___ Available data

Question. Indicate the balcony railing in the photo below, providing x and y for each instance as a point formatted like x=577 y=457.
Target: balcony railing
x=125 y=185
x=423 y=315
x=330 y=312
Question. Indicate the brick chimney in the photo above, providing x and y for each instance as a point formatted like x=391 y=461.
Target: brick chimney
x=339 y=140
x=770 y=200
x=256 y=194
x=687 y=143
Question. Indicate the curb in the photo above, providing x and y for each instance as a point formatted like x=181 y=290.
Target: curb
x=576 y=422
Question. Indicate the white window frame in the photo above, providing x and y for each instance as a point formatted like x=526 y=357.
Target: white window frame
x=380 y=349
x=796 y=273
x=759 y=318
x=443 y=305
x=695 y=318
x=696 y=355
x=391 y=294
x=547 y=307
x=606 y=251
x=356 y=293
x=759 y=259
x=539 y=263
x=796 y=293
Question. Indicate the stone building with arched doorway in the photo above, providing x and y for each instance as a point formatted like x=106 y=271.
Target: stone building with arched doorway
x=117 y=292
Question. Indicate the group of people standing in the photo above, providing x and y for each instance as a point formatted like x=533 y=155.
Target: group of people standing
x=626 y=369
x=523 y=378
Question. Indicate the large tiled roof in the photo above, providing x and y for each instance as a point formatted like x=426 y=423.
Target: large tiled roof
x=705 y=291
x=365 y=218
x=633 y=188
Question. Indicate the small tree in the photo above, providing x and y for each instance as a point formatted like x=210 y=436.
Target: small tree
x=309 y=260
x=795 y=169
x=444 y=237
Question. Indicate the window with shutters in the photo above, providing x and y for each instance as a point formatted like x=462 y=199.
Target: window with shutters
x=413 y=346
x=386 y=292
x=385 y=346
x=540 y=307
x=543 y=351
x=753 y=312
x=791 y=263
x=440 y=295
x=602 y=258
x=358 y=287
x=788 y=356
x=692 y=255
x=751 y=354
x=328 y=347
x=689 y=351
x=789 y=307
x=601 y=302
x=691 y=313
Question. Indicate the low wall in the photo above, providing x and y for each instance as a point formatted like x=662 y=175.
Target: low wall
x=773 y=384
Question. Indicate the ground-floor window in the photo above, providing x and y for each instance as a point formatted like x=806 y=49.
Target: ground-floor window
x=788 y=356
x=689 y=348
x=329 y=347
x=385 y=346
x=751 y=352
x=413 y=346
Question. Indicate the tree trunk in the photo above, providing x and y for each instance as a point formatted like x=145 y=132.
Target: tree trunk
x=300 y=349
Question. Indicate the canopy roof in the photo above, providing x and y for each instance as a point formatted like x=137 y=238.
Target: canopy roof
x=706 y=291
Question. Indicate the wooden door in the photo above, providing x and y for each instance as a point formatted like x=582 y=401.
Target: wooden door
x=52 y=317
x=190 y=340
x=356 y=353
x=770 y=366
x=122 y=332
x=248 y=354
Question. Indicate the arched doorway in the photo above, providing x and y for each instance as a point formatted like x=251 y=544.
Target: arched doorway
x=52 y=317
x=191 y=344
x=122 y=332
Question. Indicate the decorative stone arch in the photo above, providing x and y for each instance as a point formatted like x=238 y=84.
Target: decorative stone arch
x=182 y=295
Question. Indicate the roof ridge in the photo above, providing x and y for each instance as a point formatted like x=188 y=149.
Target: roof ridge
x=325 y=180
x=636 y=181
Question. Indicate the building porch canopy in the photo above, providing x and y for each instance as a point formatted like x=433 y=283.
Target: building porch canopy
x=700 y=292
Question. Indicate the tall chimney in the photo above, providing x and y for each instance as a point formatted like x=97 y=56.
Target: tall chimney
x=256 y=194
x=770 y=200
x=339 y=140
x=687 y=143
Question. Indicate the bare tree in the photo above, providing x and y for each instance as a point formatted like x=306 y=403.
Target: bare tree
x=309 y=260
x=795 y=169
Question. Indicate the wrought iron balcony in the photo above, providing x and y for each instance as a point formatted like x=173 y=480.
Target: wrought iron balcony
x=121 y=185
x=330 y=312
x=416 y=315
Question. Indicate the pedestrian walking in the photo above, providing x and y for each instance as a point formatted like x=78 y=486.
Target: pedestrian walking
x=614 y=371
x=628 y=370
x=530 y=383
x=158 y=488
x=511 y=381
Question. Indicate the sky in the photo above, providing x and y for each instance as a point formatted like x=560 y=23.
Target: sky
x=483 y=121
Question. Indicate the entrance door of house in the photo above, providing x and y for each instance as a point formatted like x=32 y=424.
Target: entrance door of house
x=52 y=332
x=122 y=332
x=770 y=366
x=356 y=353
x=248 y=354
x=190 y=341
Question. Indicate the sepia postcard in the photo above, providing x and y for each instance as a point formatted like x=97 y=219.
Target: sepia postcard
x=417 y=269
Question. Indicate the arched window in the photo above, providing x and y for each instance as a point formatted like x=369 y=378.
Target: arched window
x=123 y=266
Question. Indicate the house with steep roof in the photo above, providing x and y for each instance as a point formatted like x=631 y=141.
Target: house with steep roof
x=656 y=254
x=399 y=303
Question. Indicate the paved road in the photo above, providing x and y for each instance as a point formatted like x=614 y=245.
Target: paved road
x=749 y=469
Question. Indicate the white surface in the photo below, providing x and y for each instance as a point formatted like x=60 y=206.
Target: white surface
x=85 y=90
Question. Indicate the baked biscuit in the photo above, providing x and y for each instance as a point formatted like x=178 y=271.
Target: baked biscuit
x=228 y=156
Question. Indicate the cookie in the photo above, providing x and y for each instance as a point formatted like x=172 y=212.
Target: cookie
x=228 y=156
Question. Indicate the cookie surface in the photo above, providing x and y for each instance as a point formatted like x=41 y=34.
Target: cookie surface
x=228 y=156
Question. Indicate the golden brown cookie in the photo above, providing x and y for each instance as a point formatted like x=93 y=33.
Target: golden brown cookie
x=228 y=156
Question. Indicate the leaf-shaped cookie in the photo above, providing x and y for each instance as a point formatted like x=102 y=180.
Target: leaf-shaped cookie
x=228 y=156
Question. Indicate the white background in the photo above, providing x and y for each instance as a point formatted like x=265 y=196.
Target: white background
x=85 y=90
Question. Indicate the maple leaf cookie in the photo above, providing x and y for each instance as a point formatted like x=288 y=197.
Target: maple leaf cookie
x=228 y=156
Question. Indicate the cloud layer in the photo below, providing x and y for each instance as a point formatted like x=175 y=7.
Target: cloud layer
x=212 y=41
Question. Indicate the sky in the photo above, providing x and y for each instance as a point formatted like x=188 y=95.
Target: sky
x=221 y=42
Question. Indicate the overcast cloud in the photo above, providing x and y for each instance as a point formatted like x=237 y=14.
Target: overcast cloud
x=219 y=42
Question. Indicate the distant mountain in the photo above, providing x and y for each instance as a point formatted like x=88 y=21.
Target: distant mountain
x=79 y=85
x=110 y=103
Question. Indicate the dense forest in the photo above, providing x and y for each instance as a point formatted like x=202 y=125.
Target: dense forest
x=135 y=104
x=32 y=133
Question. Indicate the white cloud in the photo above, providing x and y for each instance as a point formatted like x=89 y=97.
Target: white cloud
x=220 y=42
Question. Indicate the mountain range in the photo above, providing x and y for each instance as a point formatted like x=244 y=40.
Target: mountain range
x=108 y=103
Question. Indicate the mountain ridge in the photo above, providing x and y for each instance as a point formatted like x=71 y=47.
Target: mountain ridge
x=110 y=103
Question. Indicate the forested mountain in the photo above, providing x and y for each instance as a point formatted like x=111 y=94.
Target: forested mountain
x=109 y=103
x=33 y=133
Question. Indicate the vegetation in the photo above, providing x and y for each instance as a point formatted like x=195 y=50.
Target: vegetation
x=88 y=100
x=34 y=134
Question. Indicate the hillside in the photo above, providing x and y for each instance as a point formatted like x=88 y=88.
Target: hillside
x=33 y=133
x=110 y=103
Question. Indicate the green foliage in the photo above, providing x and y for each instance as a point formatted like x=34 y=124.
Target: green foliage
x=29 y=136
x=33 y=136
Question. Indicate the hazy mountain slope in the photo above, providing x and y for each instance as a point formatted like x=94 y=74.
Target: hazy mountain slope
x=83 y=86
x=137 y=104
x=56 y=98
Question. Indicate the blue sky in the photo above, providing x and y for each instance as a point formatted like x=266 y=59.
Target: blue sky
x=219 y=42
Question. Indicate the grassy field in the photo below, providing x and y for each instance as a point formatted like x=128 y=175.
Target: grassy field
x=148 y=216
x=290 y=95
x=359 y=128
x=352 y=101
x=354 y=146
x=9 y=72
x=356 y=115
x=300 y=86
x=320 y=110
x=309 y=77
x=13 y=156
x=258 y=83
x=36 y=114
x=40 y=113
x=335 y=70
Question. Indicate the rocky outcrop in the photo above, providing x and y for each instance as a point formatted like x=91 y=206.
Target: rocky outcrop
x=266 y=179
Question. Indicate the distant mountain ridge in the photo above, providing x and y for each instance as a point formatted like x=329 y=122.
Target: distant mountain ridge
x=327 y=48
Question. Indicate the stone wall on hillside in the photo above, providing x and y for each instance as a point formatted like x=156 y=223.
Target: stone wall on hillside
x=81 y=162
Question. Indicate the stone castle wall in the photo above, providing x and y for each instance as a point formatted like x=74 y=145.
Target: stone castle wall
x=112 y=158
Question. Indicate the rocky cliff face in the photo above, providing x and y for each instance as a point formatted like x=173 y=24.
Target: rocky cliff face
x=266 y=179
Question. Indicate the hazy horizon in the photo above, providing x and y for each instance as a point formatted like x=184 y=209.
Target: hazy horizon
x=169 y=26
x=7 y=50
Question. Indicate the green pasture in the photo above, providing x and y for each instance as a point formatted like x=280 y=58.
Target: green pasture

______

#### [What is required]
Lines with the word "below" in them are the answer; report each one from the data.

#### [Written response]
Question. Indicate the balcony railing in the photo below, providing x and y for each instance as a point formatted like x=577 y=457.
Question. Indicate the white surface in the photo below, providing x and y for each instance as a point formatted like x=60 y=206.
Question. Indicate the cloud layer in the photo below, providing x and y for each instance as a point formatted like x=175 y=7.
Question. Indicate the grassy field in the photo below, providing x and y for each instance as a point formatted like x=128 y=175.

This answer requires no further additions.